»»

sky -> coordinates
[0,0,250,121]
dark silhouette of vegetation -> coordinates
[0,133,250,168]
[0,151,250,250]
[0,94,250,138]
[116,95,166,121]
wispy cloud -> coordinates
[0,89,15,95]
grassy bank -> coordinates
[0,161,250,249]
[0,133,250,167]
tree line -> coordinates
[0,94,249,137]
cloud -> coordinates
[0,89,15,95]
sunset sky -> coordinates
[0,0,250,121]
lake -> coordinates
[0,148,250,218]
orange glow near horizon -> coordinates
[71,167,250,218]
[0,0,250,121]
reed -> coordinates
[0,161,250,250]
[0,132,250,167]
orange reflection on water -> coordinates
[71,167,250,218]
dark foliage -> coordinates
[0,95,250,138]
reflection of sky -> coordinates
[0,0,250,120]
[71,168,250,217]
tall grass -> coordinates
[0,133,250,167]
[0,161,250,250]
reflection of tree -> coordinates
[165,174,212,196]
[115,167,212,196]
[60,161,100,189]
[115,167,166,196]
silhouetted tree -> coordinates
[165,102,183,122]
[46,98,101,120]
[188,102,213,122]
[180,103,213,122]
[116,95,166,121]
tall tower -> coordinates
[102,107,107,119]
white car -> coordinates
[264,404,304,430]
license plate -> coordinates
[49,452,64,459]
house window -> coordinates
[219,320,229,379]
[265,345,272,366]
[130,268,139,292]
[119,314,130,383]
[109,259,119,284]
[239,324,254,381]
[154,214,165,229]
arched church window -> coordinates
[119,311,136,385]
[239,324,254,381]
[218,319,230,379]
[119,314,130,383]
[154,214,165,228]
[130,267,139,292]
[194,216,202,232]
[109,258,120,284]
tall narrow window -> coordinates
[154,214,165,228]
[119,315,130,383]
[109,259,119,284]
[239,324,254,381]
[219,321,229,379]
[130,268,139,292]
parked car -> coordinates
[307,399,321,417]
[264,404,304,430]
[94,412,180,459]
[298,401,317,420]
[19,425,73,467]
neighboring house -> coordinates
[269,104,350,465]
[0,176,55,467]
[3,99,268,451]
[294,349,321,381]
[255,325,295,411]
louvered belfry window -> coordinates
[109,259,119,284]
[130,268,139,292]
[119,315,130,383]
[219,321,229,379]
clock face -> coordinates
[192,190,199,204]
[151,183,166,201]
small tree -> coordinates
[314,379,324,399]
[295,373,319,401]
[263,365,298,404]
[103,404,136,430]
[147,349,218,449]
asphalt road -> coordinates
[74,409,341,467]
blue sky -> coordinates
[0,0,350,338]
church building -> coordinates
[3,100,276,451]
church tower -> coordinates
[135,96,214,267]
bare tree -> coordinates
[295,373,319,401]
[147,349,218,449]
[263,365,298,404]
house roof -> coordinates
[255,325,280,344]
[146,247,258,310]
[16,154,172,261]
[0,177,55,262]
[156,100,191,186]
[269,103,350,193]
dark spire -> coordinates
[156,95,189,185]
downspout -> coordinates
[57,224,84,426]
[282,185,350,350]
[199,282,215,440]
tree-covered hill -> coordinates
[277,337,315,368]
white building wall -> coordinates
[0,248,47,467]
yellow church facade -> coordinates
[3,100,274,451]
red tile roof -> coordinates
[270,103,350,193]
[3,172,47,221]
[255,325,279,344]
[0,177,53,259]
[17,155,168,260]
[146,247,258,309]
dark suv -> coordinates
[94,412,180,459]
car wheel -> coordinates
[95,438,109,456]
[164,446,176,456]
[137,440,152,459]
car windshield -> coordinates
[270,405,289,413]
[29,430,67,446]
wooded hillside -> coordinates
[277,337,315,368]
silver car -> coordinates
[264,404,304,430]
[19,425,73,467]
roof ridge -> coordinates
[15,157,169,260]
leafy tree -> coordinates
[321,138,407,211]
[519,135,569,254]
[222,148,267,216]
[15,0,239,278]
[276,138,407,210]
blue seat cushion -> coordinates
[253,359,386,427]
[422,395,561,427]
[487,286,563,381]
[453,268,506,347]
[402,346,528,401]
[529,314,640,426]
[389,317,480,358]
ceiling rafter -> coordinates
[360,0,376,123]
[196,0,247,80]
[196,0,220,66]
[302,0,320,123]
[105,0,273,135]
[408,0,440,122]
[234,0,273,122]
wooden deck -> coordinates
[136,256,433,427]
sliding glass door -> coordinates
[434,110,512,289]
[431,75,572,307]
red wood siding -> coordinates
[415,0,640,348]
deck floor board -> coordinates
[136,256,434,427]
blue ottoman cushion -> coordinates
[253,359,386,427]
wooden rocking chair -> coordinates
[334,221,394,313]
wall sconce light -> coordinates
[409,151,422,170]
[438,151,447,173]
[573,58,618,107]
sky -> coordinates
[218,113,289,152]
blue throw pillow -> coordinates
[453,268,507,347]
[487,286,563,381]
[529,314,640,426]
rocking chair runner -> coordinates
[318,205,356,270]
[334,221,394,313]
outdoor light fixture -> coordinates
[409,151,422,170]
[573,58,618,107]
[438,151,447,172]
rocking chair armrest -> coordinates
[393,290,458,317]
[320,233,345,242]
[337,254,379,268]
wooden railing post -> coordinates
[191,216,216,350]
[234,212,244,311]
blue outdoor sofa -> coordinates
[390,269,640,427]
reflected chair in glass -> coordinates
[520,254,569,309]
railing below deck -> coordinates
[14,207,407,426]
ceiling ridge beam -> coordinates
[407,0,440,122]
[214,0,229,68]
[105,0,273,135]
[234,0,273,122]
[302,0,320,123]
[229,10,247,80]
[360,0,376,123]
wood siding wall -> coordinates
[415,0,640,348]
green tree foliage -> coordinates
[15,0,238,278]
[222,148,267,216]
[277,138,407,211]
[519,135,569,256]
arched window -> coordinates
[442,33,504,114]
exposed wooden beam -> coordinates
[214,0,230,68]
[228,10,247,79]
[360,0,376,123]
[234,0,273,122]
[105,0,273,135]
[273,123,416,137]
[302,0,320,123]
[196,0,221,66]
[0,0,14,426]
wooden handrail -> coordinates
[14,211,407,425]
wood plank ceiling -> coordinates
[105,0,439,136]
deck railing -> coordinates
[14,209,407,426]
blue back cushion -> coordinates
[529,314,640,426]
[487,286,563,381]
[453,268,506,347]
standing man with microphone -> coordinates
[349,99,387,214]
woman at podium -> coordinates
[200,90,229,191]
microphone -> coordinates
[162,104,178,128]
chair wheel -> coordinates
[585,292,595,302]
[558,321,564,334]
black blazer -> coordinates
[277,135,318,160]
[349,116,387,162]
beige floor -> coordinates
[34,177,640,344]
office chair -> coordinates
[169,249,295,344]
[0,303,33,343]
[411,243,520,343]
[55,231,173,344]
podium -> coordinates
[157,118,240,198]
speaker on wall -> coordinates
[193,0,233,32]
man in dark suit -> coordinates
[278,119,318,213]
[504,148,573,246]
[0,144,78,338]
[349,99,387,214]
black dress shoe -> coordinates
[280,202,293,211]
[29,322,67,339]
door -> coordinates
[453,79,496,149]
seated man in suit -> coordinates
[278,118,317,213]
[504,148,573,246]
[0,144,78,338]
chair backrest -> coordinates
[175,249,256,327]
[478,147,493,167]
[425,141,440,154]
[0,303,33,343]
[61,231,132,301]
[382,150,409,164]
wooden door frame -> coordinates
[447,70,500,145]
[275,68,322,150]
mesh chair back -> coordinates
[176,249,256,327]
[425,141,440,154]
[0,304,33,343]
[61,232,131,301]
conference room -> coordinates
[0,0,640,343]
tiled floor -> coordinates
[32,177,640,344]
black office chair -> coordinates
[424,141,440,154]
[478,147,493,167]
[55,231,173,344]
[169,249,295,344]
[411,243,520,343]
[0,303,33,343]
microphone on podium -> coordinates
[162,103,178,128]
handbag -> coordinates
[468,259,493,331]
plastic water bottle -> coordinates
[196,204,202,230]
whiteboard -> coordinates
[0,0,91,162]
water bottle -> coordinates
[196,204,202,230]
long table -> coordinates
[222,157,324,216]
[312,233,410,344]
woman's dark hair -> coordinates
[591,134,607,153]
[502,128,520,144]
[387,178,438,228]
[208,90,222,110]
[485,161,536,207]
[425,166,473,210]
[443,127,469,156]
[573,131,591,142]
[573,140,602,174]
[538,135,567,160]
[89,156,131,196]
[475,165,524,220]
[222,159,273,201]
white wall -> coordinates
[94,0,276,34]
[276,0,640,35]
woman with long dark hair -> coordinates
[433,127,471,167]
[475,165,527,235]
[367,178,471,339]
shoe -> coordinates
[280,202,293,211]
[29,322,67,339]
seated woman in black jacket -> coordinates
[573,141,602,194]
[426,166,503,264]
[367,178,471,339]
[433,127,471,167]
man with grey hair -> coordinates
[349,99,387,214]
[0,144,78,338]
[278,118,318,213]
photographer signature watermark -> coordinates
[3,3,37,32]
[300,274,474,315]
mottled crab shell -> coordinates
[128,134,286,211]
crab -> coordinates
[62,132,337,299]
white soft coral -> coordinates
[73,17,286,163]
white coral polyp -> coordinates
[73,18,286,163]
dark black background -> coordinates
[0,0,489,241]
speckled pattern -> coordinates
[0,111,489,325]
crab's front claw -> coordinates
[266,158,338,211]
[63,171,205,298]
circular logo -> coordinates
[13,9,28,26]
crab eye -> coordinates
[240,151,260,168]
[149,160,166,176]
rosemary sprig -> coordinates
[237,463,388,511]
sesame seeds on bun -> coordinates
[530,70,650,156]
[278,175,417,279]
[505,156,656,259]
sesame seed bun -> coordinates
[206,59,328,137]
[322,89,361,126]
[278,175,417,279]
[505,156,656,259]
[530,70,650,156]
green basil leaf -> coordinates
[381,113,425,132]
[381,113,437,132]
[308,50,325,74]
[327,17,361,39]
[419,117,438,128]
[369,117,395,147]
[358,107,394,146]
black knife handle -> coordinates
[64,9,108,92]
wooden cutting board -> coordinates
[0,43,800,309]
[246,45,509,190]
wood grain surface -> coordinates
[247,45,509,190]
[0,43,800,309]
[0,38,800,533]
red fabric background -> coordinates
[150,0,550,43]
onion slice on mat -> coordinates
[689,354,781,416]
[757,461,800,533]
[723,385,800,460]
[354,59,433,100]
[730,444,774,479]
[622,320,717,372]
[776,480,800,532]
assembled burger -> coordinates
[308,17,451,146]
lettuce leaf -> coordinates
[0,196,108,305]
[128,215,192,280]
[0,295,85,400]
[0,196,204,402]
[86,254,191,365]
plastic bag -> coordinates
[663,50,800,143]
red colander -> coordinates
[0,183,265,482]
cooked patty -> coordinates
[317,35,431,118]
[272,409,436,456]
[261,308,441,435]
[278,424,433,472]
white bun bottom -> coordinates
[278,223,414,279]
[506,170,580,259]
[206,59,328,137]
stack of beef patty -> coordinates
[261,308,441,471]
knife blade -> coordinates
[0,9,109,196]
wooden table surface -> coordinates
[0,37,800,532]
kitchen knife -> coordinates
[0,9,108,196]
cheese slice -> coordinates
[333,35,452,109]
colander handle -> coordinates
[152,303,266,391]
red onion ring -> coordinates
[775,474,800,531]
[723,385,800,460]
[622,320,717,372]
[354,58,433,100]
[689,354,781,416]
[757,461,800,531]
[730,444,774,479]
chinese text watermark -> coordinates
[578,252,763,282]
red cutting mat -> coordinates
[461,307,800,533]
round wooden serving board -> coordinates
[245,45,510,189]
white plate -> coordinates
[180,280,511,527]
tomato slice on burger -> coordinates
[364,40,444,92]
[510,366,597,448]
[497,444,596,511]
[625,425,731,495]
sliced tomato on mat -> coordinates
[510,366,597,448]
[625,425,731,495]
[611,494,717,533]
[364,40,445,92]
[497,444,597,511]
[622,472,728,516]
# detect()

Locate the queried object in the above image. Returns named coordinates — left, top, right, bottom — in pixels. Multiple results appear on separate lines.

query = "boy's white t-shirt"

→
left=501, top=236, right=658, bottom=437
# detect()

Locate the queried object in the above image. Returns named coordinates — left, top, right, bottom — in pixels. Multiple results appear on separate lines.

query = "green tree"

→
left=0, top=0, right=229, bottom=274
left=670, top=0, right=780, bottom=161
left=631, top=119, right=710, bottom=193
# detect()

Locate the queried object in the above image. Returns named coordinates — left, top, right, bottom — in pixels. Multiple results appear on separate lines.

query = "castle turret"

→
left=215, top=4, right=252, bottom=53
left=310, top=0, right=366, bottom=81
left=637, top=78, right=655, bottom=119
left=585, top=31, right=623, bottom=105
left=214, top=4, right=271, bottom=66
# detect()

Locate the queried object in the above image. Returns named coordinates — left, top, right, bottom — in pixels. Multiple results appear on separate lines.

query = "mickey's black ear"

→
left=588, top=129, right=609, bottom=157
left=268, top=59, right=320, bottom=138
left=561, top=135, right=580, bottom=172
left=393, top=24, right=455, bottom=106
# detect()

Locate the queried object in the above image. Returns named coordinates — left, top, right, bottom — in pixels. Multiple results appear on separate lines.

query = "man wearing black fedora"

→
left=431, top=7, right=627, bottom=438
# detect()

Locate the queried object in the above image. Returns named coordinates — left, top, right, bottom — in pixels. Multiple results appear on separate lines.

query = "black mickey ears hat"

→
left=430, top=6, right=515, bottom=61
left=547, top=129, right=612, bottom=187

««

# Consigne:
Recopiez telles quelles les lignes de la liste ci-dessus, en partant de celle qui contient « deck floor board -> coordinates » et en allant jusqu'à celle qui contient « [34,177,640,344] », ces deux lignes comprises.

# Réponse:
deck floor board -> coordinates
[136,256,434,427]
blue ottoman cushion -> coordinates
[253,359,386,427]
wooden rocking chair -> coordinates
[334,221,394,313]
wall sconce light -> coordinates
[409,151,422,170]
[438,151,447,173]
[573,58,618,107]
sky -> coordinates
[218,113,289,152]
blue throw pillow -> coordinates
[453,268,507,347]
[487,286,563,381]
[529,314,640,426]
rocking chair runner -> coordinates
[318,205,356,270]
[334,221,394,313]
outdoor light fixture -> coordinates
[409,151,422,170]
[573,58,618,107]
[438,151,447,172]
rocking chair armrest -> coordinates
[393,290,458,317]
[320,233,345,242]
[337,254,379,268]
wooden railing post -> coordinates
[191,216,216,350]
[234,212,244,311]
blue outdoor sofa -> coordinates
[390,269,640,427]
reflected chair in glass -> coordinates
[520,254,569,309]
railing below deck -> coordinates
[14,207,407,426]
ceiling ridge beam -> coordinates
[407,0,440,122]
[214,0,229,68]
[105,0,273,135]
[234,0,273,122]
[302,0,320,123]
[229,10,247,80]
[360,0,376,123]
wood siding wall -> coordinates
[415,0,640,348]
green tree foliage -> coordinates
[15,0,238,278]
[222,148,267,216]
[277,138,407,211]
[519,135,569,256]
arched window -> coordinates
[442,33,504,114]
exposed wooden beam -> coordinates
[214,0,230,68]
[228,10,247,79]
[360,0,376,123]
[234,0,273,122]
[105,0,273,135]
[273,123,416,137]
[302,0,320,123]
[196,0,221,66]
[0,0,14,426]
wooden handrail -> coordinates
[14,211,407,425]
wood plank ceiling -> coordinates
[105,0,439,136]
deck railing -> coordinates
[14,209,407,426]
blue back cushion -> coordinates
[529,314,640,426]
[487,286,563,381]
[453,268,506,347]
standing man with microphone -> coordinates
[349,99,387,214]
woman at podium -> coordinates
[200,90,229,191]
microphone -> coordinates
[162,104,178,128]
chair wheel -> coordinates
[585,292,595,302]
[558,321,564,334]
black blazer -> coordinates
[277,135,318,160]
[349,116,387,162]
beige floor -> coordinates
[34,177,640,344]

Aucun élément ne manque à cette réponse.